PAGE

━━━━━━━━━━━━━━━━━━━━━━━━━━━━━━

Skip to main content

IODP Expeditions 367 and 368

South China Sea Rifted Margin

Week 3 Report (19–25 February 2017)

Download PDF

The third week of the IODP South China Sea Expedition 367 consisted of (a) continued advanced piston corer (APC)/extended core barrel (XCB) coring to a final total depth of 659.2 m in Hole U1499A, (b) a 24 h repair to the drawworks, (c) installation of a reentry funnel and 10.75 inch casing to 651 m in Hole U1499B, and (d) preparations for rotary core barrel (RCB) coring the lowermost sediments and basement in Hole U1499B. All times in this report are in ship local time (UTC + 8 h).

Operations

This week began while we were XCB coring in Hole U1499A. Cores 58X to 67X penetrated from 540.7 to 637.7 m (20.37 m recovered; 21%). For the first eight cores, the bit penetrated very quickly through 77.6 m and recovered only 4.16 m (5%), so we infer these are predominantly unconsolidated sands. Core 66X had slower penetration and 100% recovery in finer-grained formation. However, the penetration rate increased again in Core 67X, indicating that we encountered sands again. The last core on 19 February (Core 68X) also cut very quickly and had almost arrived back on the rig floor (~100 m below the rig floor) when the low clutch diaphragm in the drawworks failed at 2245 h on 19 February; consequently, we could not raise the drill string. We secured the drill string and circulated, rotated, and pumped a mud sweep every hour to keep the drill string from getting stuck while repairing the ruptured diaphragm. After 24.5 h the drawworks had been repaired (at 2315 h on 20 February), and we were finally able to open the drill string and remove Core 68X. We had suspected it would be empty since it cored very quickly through inferred sands, but also it had been sitting in the drill string for a full day. Although coring recovery was quite variable, the finer-grained formation we did recover was getting quite hard. We wanted to penetrate a few more cores to verify an appropriate formation to set the base of the casing to be deployed in our next hole (firm formation, not sands).

━━━━━━━━━━━━━━━━━━━━━━━━━━━━━━

Dataset entries

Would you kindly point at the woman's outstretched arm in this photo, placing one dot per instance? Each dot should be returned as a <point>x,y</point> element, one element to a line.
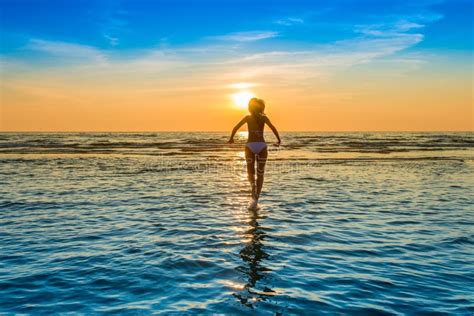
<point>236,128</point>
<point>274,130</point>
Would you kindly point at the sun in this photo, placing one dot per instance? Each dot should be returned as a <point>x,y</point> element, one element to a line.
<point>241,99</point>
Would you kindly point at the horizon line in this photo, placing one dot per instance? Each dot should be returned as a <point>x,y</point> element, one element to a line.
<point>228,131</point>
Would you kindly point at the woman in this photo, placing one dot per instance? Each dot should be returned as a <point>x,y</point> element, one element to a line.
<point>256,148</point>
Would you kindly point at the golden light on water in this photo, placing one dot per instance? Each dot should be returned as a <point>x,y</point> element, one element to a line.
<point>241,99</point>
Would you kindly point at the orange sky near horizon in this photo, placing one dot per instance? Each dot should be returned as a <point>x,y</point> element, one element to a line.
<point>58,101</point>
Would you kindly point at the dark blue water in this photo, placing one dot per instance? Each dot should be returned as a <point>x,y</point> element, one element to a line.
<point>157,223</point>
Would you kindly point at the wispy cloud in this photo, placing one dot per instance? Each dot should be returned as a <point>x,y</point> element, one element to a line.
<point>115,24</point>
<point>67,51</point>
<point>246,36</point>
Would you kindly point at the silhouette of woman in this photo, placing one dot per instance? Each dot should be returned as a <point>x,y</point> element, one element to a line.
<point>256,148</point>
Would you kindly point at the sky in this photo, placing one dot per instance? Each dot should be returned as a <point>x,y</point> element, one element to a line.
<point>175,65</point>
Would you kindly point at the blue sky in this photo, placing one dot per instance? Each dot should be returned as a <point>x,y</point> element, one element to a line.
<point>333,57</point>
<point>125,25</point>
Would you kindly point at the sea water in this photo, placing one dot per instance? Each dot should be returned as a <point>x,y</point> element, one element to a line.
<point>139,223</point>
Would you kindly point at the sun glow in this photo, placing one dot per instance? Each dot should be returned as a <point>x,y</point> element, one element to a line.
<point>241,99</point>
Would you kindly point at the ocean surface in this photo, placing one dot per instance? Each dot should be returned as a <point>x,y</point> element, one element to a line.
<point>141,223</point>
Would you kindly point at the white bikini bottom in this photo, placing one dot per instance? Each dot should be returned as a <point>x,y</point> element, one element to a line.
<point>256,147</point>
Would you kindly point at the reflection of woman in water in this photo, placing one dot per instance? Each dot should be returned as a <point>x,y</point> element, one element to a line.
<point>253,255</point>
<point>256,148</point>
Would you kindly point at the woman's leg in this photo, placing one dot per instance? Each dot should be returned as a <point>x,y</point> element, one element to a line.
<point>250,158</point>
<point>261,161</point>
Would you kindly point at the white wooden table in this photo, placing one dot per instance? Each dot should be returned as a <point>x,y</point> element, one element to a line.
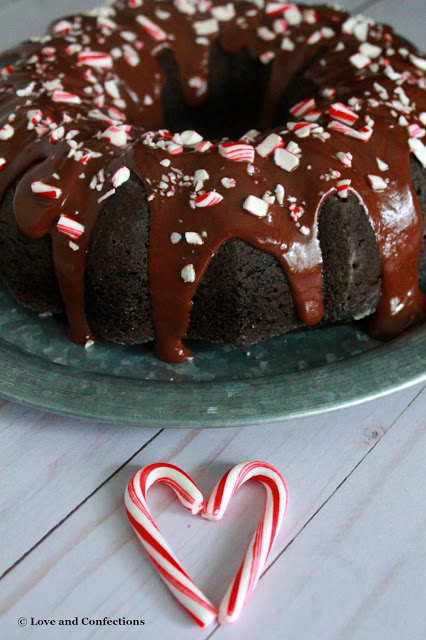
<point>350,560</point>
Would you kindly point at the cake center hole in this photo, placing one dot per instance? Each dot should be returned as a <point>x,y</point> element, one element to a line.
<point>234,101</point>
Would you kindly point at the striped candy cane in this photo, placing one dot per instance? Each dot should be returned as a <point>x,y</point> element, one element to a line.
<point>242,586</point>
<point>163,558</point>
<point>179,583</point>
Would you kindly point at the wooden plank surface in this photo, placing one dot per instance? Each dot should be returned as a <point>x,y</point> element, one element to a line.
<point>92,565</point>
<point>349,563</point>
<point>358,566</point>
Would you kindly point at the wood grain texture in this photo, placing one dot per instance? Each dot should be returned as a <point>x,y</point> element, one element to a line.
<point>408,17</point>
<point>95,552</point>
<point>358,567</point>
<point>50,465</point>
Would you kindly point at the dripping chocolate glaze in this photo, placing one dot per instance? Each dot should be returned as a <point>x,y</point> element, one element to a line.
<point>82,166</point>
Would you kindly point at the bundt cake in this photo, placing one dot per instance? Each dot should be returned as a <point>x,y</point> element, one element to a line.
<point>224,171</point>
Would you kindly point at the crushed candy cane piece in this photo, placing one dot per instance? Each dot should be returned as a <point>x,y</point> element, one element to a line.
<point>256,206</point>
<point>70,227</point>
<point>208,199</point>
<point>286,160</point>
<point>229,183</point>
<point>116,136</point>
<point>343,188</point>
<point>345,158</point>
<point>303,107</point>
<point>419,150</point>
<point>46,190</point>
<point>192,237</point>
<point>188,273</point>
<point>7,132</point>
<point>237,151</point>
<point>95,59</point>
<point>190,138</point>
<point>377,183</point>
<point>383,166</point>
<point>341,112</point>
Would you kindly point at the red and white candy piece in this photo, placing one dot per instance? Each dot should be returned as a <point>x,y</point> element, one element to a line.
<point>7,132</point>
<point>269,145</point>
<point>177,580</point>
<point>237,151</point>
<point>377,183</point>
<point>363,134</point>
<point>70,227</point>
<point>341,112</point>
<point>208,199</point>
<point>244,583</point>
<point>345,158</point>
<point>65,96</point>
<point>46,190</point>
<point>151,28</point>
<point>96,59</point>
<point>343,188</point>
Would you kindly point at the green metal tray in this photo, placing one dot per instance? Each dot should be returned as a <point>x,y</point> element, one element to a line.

━━━━━━━━━━━━━━━━━━━━━━━━━━━━━━

EXERCISES
**a.** According to its opening paragraph, what four activities made up the third week covered in the week 3 report?
**b.** Write out the passage of the week 3 report that begins at the words "Skip to main" and stops after the words "(UTC + 8 h).".
Rely only on the report itself, not on the lines.

RESULTS FOR EACH TASK
**a.**
- Continued advanced piston corer (APC)/extended core barrel (XCB) coring to a final total depth of 659.2 m in Hole U1499A
- A 24 h repair to the drawworks
- Installation of a reentry funnel and 10.75 inch casing to 651 m in Hole U1499B
- Preparations for rotary core barrel (RCB) coring the lowermost sediments and basement in Hole U1499B

**b.**
Skip to main content

IODP Expeditions 367 and 368

South China Sea Rifted Margin

Week 3 Report (19–25 February 2017)

Download PDF

The third week of the IODP South China Sea Expedition 367 consisted of (a) continued advanced piston corer (APC)/extended core barrel (XCB) coring to a final total depth of 659.2 m in Hole U1499A, (b) a 24 h repair to the drawworks, (c) installation of a reentry funnel and 10.75 inch casing to 651 m in Hole U1499B, and (d) preparations for rotary core barrel (RCB) coring the lowermost sediments and basement in Hole U1499B. All times in this report are in ship local time (UTC + 8 h).